Instruction: Put every line of the material below into a numbered list, omitting any blank lines.

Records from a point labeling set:
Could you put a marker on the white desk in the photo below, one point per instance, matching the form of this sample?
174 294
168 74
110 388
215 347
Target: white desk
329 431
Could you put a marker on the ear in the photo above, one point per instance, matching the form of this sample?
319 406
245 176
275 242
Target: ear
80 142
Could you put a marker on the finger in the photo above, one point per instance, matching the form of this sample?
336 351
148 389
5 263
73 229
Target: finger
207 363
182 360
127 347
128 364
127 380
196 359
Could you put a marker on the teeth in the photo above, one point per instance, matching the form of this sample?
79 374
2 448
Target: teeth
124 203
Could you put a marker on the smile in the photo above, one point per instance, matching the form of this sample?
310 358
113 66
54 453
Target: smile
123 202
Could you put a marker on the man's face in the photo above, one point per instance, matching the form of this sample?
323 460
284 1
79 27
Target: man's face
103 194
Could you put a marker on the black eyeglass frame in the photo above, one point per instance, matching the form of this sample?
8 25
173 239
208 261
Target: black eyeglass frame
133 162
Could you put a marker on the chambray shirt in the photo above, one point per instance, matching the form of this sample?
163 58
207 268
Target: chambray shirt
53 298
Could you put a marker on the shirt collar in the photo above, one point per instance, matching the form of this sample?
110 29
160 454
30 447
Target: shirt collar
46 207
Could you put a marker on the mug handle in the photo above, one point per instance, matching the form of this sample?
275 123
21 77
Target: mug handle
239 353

The answer:
1. Could you put a marker on the white desk in the photo below, one point per instance, matching the form of this sample?
2. 174 294
3. 168 74
4. 110 388
5. 215 347
6. Target: white desk
7. 329 431
8. Could you put a marker on the ear in the photo above, one point per instance, matching the form of this sample?
9. 319 406
10. 245 176
11. 275 242
12. Target: ear
13. 80 142
14. Could you put a marker on the finger in the photo above, one point per instance, matching the form of this sample?
15. 336 351
16. 148 389
17. 5 263
18. 73 229
19. Target: finger
20. 207 363
21. 182 360
22. 127 347
23. 128 364
24. 127 380
25. 196 359
26. Could you put a marker on the teeth in the photo above, one point per instance, matching the form of this sample?
27. 79 374
28. 2 448
29. Target: teeth
30. 124 203
31. Could you put a marker on the smile in the photo above, one point per instance, matching the form of this sample?
32. 310 358
33. 113 66
34. 54 453
35. Target: smile
36. 123 202
37. Could you put a marker on the man's face in the photo above, one point per instance, matching the form of this sample?
38. 323 460
39. 284 1
40. 79 27
41. Target: man's face
42. 103 194
43. Could you put a marker on the black eyeglass frame in the photo above, one point per instance, matching the form of this sample?
44. 8 25
45. 173 239
46. 208 261
47. Target: black eyeglass frame
48. 133 162
49. Could you put a marker on the chambray shirt in the photo above, one point per instance, matching the form of this sample?
50. 163 58
51. 207 268
52. Target: chambray shirt
53. 53 298
54. Could you put a marker on the shirt collar in the photo above, one point per instance, matching the form of this sample?
55. 110 29
56. 160 454
57. 30 447
58. Target: shirt collar
59. 46 207
60. Could you put a marker on the mug handle in the photo above, one point per instance, matching the form of this sample?
61. 275 123
62. 21 77
63. Target: mug handle
64. 239 353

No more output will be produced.